Text passage
-----

The sulfuric acid preservation method is intended to eliminate microbial activity and lower the pH to less than two. Therefore, processes like denitrification or immobilization should not have impacted nitrate-N concentrations for this method. With the exception of Day 14, the tile water concentrations all increased. This increase could be due to organic and particulate matter being broken into soluble forms of nitrogen from the sulfuric acid. Additional soluble nitrogen, in the form of nitrate-N, would then cause an increase in concentration, but would not be represented in the initial concentration of nitrate-N at Day 0. The concentrations for both pond and stream water were variable, increasing by as much as 9.92% on Day 1 for stream water and decreasing by as much as 6.25% on Day 7 for stream water. Overall, the findings in this study are in agreement with other studies that found sulfuric acid to be a sufficient preservative for nitrate-N for up to seven days [10]. However, this study indicates suitability of sulfuric acid to preserve samples for up to 14 days.

-----

Data items:
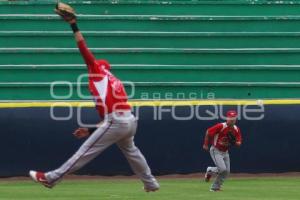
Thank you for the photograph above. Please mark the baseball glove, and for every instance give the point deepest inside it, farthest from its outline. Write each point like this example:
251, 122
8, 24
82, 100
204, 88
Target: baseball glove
65, 11
231, 139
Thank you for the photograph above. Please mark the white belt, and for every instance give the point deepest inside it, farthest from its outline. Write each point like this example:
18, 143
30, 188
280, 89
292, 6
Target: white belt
126, 114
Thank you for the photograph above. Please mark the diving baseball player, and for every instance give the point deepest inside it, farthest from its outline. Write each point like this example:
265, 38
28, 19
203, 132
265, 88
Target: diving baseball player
221, 137
119, 124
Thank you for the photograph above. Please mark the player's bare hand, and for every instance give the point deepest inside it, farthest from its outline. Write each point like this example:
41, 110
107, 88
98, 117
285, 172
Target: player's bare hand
238, 144
81, 133
205, 147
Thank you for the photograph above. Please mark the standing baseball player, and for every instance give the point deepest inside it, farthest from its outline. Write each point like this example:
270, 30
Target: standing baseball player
221, 137
119, 125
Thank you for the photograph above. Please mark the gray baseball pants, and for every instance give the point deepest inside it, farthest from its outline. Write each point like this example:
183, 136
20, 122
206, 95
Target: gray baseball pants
222, 169
119, 129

-----

Problems and tasks
1. List every type of water that the passage on sulfuric acid preservation mentions.
2. Supply what comes next in the passage on sulfuric acid preservation, continuing after its final sentence.
The records were taken from a different source than the text.

Answers by task
1. Tile water, pond water, stream water

2.
Sodium omadine is a salt that had not been previously studied for preservation of nitrate-N in water samples. Day 0 showed decreases in nitrate-N concentrations, ranging from 3.35% for tile water to 6.72% for pond water. This immediate decrease in concentrations shows an instant reaction in the water sample that is impacting the stability of nitrate-N. Every time point for all three source waters showed a decrease in nitrate-N for the sodium omadine preservation method, with the exception of Day 14 for stream water, which showed a slight increase of 0.13%. Table 4 compares the nitrate-N concentrations over time and presents significant differences (p < 0.05) between the concentration on each day and the baseline concentration.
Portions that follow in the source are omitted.